**Text section:**
- - -

- 1800 Bench Road Pocatello, Idaho 83201 United States

Information
- Type: Public, four-year
- Established: 1963; 63 years ago
- School district: Pocatello/Chubbuck School District#25
- Principal: Brad Wallace
- Teaching staff: 69.68 (FTE)
- Grades: 9–12
- Enrollment: 1,539 (2023-2024)
- Student to teacher ratio: 22.09
- Colors: Black, White, & Red
- Athletics: IHSAA Class 5A
- Athletics conference: High Country (5A)
- Mascot: Ram
- Rivals: Pocatello, Century
- Yearbook: Highlander
- Website: highlandrams.org//

= Highland High School (Pocatello, Idaho) =

Highland High School is a four-year public secondary school in Pocatello, Idaho, part of the Pocatello/Chubbuck School District#25. The school colors are red, black, and white and its mascot is a ram.

==History==
Opened in 1963, Highland was the second of the three traditional public high schools in Pocatello, and serves the northern portion of the school district, including portions of Pocatello, Chubbuck, and Tyhee. It was originally going to be called "Gate City", one of Pocatello's historical nicknames. Students voiced their dislike for the name and a vote was held, and the winning name was "Highland". The campus is in an elevated area on Bench Road, northeast of the city center; the elevation is 4740 ft above sea level, about 270 ft above rival Pocatello High.

There is another Highland High School in the state, at Craigmont in Lewis County in north central Idaho. A small school in Class 1A, it is usually distinguished by the name Highland-Craigmont to avoid confusion.

A catastrophic fire started at the school around 4 am on April 21, 2023; the extent and cause of the fire were not immediately known. The fire was fairly contained around the cafeteria area. A single building on the campus which housed the gymnasium, cafeteria, band, and choir rooms was deemed a total loss. Investigation later revealed that the fire originated near the north wall of the stage in the cafeteria, and as stated by Pocatello Fire Chief Ryan O'Hearn, the cause of the fire was "electrical in nature due to faulty equipment, and the fire was definitely ruled as accidental in nature."

==Traditions==
Since its founding, Highland has been the rival of Pocatello High. The "Black and Blue Bowl", the annual rivalry football game, received national attention across the years, most recently being named the best rivalry game in the state of Idaho in 2009 by ESPN. The rivalry's intensity was expectedly diminished with the addition of the city's third high school, Century, which opened in 1999.

Highland has three fight songs and the official one is the "Highland High School Fight Song." The more commonly sung fight song is called "Loyalty," the lyrics to which are printed on the back of student activity cards. The last is called "Ram Power," .

- - -

**Extracted information:**
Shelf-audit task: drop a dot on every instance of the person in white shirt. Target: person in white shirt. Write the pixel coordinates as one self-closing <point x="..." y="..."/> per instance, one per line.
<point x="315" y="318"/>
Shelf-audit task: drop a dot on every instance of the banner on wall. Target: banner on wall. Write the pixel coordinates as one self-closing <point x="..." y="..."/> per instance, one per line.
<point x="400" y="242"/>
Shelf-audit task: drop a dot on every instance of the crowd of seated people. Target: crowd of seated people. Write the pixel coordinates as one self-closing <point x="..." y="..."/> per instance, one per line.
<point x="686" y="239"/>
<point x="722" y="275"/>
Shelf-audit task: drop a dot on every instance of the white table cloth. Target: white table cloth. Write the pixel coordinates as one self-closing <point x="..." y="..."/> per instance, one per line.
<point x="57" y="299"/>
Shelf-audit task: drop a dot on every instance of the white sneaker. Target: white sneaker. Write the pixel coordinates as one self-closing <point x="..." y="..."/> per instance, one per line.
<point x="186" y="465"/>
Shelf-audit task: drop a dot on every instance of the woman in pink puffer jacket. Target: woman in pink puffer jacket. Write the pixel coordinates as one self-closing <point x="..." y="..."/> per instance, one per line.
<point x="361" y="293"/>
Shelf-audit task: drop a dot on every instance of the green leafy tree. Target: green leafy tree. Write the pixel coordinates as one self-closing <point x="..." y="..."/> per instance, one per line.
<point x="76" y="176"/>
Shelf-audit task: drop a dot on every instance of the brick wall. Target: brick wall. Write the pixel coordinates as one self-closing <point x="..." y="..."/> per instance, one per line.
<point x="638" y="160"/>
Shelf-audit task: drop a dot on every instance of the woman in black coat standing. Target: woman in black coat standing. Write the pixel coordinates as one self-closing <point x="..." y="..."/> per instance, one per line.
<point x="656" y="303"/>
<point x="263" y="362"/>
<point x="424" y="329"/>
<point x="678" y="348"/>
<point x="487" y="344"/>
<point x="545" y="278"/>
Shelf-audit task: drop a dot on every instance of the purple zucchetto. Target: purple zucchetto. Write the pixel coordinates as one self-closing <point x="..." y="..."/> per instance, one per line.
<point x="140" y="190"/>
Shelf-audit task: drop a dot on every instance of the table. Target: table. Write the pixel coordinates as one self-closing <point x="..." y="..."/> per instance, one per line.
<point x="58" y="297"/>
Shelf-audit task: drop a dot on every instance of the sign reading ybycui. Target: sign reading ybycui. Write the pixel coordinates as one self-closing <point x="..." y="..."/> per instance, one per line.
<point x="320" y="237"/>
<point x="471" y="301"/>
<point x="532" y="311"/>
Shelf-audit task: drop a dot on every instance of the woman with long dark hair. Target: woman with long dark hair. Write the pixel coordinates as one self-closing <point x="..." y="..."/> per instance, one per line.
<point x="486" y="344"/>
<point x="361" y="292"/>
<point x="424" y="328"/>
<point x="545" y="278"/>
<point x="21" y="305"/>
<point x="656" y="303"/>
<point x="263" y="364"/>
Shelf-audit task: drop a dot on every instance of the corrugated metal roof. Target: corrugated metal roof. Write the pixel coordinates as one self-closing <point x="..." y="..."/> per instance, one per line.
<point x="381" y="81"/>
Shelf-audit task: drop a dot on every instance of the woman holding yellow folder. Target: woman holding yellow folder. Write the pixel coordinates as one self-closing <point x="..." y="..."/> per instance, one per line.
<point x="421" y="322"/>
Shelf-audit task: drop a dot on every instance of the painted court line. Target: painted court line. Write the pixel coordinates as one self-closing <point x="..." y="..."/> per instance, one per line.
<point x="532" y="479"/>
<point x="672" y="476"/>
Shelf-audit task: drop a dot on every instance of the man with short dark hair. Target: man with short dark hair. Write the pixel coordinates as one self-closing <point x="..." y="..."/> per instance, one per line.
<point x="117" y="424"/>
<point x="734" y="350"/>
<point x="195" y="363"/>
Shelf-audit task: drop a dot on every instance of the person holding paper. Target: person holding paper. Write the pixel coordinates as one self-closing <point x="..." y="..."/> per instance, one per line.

- - -

**Written request:** Can you copy the Highland High School text from the words "- 1800 Bench" through "staff: 69.68 (FTE)", switching "Bench Road" to "Hilltop Road"? The material has no connection to the Highland High School text.

**Full answer:**
- 1800 Hilltop Road Pocatello, Idaho 83201 United States

Information
- Type: Public, four-year
- Established: 1963; 63 years ago
- School district: Pocatello/Chubbuck School District#25
- Principal: Brad Wallace
- Teaching staff: 69.68 (FTE)